GIVEN REQUEST – Retype the lines of the listing below, from the one containing "Quiz show lightning round! Name the bounding box of the wet" through the one containing "[0,88,360,239]", inclusive, keeping each line unchanged.

===== GIVEN INFORMATION

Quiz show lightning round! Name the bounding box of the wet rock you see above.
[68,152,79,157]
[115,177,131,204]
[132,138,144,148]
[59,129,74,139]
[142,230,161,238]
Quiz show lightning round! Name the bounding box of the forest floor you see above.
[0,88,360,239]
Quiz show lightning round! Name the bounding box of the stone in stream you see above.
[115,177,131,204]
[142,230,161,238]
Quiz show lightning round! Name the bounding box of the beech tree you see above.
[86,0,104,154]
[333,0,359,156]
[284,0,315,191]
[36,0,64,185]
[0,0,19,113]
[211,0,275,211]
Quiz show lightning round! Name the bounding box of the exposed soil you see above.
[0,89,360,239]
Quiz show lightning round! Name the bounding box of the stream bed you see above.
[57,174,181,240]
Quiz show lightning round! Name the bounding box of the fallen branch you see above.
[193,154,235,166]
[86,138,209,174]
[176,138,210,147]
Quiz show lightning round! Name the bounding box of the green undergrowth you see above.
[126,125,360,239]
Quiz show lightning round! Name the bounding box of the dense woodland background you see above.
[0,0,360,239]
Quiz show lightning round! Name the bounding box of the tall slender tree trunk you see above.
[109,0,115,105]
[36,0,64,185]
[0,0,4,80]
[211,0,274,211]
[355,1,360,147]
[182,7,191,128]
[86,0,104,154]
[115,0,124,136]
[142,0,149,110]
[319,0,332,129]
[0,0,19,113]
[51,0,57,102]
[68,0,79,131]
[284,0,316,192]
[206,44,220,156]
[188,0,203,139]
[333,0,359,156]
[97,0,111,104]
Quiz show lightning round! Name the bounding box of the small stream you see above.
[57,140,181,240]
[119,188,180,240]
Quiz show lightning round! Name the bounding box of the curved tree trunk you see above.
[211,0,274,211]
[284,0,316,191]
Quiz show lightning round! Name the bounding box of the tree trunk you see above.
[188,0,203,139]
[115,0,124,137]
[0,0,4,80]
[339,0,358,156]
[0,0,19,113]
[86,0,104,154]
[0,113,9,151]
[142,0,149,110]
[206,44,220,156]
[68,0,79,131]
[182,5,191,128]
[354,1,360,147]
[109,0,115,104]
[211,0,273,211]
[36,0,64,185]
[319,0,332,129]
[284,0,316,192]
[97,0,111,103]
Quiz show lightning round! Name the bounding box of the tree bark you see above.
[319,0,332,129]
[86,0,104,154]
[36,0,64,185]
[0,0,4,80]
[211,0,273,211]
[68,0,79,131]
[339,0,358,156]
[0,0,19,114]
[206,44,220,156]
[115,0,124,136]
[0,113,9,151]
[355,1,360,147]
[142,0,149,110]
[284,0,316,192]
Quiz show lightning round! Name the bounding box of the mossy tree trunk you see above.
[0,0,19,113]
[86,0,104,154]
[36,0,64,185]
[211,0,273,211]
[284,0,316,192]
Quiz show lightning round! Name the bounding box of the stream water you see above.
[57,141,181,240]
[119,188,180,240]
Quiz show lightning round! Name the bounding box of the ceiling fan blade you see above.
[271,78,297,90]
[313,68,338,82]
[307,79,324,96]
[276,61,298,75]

==========
===== GIVEN INFORMATION

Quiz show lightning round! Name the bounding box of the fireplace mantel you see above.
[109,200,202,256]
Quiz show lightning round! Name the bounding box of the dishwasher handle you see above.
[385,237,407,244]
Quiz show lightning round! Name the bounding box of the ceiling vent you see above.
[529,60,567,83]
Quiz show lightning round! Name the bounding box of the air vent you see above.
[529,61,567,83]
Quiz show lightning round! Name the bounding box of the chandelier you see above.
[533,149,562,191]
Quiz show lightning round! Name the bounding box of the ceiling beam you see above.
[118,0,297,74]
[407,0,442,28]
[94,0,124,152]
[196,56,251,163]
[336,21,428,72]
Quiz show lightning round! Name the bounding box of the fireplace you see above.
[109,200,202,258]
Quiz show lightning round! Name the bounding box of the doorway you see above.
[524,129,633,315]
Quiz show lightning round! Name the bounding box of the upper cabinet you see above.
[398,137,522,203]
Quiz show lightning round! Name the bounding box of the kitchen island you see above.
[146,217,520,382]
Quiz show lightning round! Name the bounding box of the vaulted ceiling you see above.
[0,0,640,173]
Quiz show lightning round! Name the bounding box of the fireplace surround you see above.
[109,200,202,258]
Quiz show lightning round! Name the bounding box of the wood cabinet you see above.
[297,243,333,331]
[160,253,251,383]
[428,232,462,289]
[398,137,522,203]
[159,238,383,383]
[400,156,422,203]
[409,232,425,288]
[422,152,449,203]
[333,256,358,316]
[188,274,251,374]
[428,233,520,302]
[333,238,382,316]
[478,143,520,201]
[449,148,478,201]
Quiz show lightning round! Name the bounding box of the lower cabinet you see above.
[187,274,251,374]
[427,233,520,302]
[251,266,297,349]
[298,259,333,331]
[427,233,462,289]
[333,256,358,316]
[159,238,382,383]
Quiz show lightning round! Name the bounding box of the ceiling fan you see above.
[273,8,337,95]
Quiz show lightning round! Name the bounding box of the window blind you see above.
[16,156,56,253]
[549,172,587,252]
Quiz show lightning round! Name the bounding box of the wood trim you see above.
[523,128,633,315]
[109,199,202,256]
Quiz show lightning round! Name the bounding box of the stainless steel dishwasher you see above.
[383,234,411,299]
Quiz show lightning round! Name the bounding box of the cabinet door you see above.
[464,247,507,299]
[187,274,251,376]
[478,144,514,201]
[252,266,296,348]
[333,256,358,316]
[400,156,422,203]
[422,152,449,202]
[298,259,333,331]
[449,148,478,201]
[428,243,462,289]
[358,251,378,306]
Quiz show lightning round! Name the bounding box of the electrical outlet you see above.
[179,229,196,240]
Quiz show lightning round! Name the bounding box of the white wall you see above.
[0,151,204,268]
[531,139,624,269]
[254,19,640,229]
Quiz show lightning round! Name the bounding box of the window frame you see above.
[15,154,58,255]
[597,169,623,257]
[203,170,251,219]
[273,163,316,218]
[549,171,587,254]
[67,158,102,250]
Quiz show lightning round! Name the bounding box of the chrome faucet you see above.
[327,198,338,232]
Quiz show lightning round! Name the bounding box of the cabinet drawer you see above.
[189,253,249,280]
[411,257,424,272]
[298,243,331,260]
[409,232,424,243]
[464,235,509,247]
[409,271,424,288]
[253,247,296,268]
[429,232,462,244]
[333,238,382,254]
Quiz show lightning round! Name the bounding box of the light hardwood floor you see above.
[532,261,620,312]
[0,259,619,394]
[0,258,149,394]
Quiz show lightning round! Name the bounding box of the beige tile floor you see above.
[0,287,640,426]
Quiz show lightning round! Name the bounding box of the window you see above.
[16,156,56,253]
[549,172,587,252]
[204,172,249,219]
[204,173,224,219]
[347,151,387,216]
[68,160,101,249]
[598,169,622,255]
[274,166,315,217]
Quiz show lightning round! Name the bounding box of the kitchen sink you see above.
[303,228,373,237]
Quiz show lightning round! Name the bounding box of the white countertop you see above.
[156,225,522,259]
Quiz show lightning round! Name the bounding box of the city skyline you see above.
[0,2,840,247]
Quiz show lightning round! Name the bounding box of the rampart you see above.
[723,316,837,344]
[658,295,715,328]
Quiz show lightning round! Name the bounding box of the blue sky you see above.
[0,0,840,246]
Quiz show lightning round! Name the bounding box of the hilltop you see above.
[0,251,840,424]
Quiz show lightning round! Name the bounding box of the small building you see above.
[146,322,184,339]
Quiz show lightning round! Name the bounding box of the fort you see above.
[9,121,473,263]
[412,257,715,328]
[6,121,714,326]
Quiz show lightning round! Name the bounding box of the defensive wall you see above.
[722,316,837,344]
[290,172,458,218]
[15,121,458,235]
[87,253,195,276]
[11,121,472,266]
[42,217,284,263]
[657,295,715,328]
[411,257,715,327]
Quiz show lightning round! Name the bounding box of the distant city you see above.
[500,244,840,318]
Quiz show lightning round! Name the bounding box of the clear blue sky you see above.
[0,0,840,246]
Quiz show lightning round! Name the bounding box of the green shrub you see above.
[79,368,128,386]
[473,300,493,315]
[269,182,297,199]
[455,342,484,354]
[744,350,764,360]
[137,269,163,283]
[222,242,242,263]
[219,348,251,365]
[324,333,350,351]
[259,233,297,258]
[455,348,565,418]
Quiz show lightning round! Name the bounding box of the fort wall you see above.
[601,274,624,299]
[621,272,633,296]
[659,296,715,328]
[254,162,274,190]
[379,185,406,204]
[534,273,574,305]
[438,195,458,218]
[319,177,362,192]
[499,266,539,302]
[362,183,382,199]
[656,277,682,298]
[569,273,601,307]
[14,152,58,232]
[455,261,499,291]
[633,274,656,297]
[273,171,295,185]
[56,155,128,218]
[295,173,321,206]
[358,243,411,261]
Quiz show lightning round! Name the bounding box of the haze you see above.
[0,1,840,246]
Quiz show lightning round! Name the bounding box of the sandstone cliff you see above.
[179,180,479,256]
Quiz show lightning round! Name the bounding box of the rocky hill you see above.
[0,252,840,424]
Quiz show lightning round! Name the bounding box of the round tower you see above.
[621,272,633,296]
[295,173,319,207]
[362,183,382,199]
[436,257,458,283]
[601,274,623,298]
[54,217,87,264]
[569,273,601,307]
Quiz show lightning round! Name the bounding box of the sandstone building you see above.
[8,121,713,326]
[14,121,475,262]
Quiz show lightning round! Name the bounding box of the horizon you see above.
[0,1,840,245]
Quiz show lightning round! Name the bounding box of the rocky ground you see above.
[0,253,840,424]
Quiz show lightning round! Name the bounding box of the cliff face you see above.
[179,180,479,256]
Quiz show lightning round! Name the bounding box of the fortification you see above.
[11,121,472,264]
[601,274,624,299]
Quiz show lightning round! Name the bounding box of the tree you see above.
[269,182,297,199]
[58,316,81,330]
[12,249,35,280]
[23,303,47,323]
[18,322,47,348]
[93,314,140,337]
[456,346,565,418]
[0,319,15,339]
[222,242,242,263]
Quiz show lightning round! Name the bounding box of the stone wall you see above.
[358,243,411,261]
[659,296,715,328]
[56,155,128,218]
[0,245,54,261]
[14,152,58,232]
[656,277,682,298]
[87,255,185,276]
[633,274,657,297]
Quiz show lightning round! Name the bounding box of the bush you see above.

==========
===== GIVEN INFORMATION

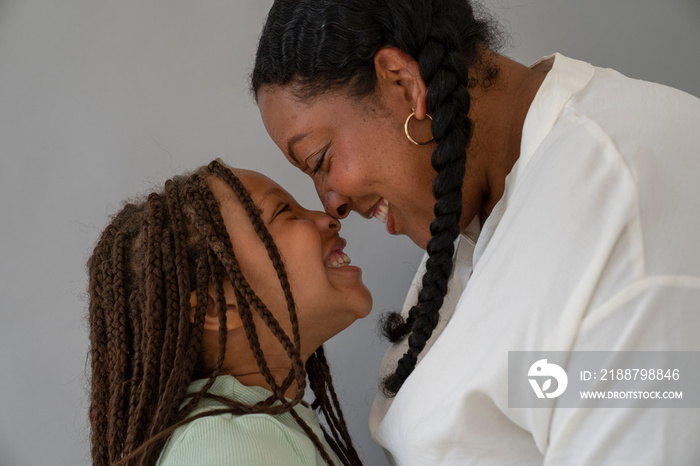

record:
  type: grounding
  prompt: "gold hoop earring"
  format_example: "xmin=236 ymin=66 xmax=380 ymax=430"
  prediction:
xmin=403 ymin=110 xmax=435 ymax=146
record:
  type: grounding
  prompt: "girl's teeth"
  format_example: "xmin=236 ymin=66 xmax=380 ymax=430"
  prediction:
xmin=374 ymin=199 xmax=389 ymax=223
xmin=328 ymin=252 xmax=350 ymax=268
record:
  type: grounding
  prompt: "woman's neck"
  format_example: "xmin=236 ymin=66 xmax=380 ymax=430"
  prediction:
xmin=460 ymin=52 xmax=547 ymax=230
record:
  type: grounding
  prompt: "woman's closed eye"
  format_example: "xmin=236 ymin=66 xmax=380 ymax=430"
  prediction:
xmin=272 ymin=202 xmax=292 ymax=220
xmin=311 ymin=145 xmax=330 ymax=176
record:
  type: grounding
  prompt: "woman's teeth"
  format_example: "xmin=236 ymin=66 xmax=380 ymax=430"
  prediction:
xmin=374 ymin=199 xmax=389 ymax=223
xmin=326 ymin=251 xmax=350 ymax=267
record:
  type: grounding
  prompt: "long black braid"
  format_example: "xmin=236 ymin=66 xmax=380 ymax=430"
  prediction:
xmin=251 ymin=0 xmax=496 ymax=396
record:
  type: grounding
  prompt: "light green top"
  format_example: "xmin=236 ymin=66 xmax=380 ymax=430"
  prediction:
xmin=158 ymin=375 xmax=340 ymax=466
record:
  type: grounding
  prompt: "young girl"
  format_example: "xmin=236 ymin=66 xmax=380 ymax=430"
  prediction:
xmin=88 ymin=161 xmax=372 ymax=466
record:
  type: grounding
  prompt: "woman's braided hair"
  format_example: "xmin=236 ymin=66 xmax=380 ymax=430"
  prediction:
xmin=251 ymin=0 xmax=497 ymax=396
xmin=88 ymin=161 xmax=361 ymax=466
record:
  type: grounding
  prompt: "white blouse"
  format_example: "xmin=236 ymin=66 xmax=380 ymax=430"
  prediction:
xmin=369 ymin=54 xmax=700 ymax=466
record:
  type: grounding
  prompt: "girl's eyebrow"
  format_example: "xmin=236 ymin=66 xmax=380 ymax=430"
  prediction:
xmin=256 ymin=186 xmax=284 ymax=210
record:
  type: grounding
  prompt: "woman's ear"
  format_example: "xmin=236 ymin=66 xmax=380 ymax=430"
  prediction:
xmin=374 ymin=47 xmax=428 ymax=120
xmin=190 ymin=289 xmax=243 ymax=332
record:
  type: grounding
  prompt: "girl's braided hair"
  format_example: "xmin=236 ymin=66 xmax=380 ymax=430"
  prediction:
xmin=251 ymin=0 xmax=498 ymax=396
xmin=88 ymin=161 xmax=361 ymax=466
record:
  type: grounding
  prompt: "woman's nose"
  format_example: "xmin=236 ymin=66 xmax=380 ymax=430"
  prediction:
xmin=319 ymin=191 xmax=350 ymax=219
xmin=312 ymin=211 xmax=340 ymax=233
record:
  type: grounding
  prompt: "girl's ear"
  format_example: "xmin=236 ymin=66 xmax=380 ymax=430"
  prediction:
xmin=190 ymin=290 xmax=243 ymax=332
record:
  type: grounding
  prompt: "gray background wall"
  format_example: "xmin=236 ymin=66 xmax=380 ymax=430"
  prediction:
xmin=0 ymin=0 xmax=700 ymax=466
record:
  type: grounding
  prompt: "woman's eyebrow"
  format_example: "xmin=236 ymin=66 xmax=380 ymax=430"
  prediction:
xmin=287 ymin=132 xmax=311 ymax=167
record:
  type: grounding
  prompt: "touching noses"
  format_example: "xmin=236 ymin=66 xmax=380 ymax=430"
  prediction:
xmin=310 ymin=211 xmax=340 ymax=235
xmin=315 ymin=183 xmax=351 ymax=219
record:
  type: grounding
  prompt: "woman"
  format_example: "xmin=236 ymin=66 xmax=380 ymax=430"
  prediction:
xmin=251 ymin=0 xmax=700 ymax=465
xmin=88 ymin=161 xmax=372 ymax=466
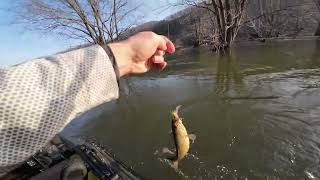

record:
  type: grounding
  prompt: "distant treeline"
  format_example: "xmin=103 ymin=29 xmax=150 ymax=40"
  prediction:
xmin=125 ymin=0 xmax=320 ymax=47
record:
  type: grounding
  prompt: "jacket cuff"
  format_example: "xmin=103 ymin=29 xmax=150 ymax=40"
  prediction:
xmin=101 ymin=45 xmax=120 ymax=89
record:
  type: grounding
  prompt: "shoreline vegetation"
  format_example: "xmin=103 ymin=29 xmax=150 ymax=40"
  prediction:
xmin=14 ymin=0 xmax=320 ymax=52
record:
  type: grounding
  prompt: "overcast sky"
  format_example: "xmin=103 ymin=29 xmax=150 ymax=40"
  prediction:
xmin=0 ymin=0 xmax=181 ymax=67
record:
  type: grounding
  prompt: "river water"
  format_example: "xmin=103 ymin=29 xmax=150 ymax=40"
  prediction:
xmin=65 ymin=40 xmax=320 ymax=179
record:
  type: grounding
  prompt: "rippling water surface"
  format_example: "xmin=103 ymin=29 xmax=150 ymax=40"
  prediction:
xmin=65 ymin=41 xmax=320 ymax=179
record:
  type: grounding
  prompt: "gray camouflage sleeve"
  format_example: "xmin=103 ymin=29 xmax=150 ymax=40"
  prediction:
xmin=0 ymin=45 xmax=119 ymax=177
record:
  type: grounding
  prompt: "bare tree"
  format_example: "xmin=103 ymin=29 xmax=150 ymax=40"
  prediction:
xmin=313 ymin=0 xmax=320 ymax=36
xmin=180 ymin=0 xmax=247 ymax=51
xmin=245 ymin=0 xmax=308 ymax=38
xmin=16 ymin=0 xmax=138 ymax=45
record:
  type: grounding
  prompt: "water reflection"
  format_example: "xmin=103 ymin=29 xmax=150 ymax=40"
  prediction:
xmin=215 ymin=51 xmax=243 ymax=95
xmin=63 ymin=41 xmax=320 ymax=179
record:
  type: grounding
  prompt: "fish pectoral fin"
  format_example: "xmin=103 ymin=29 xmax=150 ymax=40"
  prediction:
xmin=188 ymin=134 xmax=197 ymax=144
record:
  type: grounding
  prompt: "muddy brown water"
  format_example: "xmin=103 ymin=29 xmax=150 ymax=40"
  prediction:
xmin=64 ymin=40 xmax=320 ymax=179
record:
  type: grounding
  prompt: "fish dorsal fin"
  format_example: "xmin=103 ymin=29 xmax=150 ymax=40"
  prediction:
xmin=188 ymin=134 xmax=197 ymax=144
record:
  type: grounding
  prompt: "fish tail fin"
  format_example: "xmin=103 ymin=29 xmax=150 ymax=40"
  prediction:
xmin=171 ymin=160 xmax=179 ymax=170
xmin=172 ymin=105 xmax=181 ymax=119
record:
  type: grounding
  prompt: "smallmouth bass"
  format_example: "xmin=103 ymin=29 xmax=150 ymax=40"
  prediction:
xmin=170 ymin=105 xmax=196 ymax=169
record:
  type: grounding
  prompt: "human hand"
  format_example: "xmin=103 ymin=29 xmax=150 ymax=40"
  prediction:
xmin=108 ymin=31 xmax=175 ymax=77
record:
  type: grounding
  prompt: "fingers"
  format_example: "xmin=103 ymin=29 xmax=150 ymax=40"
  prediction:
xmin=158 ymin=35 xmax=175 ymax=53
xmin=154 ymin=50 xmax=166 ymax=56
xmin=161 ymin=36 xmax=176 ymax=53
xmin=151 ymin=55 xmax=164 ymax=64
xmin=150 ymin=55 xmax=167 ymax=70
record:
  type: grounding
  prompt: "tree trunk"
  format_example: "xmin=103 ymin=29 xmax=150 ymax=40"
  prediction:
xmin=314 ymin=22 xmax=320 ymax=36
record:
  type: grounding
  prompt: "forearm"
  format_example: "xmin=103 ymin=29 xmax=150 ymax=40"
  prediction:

==========

SOLUTION –
Quiz show lightning round! Name the bounding box of the wet rock you see above.
[68,152,79,157]
[115,177,131,204]
[132,138,144,148]
[59,129,74,139]
[142,230,161,238]
Quiz show lightning round! Name the bounding box of the forest floor you see above.
[0,88,360,239]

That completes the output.